== Material ==
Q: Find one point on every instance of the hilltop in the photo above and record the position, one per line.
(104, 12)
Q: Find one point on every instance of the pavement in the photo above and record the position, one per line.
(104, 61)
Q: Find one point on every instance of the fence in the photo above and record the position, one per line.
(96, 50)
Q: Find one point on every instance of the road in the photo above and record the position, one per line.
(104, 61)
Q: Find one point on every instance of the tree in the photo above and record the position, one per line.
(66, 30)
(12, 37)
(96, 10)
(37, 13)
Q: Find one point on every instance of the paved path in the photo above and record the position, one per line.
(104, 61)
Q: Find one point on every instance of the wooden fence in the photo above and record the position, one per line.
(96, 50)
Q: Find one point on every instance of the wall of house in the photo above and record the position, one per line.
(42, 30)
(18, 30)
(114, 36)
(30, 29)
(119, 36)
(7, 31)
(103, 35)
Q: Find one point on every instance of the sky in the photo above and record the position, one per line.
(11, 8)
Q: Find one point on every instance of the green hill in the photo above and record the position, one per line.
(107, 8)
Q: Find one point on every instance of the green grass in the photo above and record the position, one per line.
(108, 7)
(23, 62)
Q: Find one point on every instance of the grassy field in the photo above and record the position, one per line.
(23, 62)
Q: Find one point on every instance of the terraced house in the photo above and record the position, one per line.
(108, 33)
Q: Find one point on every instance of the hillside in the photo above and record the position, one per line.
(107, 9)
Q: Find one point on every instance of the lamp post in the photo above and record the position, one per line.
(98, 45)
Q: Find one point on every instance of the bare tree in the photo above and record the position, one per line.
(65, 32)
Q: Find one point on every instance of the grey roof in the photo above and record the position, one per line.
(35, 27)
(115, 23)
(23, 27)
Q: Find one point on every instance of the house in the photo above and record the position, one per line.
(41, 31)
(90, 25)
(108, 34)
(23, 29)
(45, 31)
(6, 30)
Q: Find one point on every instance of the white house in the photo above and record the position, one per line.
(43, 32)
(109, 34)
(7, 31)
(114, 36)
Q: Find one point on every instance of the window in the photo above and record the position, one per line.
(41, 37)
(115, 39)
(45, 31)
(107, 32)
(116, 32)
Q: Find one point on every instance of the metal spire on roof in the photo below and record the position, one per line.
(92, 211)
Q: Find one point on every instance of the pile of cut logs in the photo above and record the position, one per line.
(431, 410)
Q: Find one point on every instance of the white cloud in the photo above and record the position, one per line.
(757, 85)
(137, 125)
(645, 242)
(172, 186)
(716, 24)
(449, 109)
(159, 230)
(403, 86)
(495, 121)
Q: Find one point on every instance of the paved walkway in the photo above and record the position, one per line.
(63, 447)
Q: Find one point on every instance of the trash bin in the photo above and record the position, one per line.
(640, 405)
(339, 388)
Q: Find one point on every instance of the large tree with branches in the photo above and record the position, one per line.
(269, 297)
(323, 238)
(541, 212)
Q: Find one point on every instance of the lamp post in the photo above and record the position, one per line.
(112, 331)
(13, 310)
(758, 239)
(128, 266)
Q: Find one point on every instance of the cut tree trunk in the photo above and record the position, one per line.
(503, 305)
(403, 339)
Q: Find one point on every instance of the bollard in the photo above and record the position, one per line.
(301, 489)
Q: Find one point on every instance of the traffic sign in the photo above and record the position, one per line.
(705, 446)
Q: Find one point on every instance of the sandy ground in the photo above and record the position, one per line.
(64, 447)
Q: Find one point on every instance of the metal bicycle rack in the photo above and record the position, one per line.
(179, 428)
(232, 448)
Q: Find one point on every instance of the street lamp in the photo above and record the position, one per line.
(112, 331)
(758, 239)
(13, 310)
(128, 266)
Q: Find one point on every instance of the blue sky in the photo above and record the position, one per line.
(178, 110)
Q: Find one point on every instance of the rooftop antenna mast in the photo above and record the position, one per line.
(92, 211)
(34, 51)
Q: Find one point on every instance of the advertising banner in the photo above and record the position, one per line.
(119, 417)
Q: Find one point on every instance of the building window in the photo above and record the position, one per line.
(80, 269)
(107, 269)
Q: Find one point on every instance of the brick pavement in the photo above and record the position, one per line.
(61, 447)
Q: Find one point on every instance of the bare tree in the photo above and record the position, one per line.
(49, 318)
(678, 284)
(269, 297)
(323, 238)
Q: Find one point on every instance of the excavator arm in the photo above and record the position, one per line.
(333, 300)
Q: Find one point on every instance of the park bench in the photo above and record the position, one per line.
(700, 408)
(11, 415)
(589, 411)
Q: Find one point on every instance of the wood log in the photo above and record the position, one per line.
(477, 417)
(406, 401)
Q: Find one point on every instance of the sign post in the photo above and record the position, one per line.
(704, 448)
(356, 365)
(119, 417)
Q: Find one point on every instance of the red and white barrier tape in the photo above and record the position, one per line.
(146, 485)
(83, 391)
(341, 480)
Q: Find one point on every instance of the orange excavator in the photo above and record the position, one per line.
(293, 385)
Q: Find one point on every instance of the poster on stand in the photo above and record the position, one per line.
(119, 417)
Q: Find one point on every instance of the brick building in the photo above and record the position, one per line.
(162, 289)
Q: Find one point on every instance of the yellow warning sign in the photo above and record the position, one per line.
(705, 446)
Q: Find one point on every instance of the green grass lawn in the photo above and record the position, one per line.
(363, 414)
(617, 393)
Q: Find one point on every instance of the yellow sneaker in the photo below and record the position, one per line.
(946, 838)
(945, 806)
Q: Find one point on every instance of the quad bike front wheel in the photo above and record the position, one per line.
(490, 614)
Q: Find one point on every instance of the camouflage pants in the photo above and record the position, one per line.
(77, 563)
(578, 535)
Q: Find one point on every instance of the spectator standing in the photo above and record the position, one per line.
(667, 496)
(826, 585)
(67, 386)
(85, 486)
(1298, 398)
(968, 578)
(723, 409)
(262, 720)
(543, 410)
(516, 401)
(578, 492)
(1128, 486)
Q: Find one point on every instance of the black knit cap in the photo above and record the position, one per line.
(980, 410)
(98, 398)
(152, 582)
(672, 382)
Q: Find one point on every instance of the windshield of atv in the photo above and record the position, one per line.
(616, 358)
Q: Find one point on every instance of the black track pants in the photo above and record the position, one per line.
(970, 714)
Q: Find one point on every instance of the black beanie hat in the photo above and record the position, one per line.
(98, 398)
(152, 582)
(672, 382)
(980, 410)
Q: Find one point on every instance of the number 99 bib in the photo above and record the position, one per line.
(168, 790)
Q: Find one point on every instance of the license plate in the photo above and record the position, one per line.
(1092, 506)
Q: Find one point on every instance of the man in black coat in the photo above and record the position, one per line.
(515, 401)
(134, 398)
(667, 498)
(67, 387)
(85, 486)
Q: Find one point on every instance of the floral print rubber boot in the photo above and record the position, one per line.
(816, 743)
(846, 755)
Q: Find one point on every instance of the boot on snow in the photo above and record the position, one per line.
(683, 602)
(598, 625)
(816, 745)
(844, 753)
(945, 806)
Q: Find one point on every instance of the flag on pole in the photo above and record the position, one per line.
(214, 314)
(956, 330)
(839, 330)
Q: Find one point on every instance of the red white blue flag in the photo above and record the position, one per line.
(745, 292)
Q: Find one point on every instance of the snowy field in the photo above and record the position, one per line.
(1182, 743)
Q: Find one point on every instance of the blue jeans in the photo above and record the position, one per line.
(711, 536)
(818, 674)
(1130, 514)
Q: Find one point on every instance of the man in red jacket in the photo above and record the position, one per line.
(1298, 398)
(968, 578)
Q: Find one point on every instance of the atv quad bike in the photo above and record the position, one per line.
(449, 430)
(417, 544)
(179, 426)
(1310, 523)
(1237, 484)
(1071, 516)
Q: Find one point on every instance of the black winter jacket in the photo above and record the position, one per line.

== Task details ==
Copy the lines above exactly, beginning at the line that contains "Q: Find one point on every instance of the snowy" and ending with the last line.

== The solution ==
Q: Find one point on every instance of the snowy field in the photo above and record the position, one per line.
(1182, 743)
Q: Find one point on every instance of the blue jeans in the photo above and record the position, one per line.
(711, 536)
(818, 674)
(1130, 514)
Q: Find one point on every instance of the man in red jacket in the photo above and record the position, one per line.
(1298, 398)
(968, 578)
Q: Find one point on every instance of the atv quad bike in the photo above and record the position, one per line.
(449, 430)
(417, 544)
(179, 426)
(1310, 523)
(1237, 484)
(1071, 516)
Q: Find one point on every instance of the black winter jacket in the photo above and record the position, one per line.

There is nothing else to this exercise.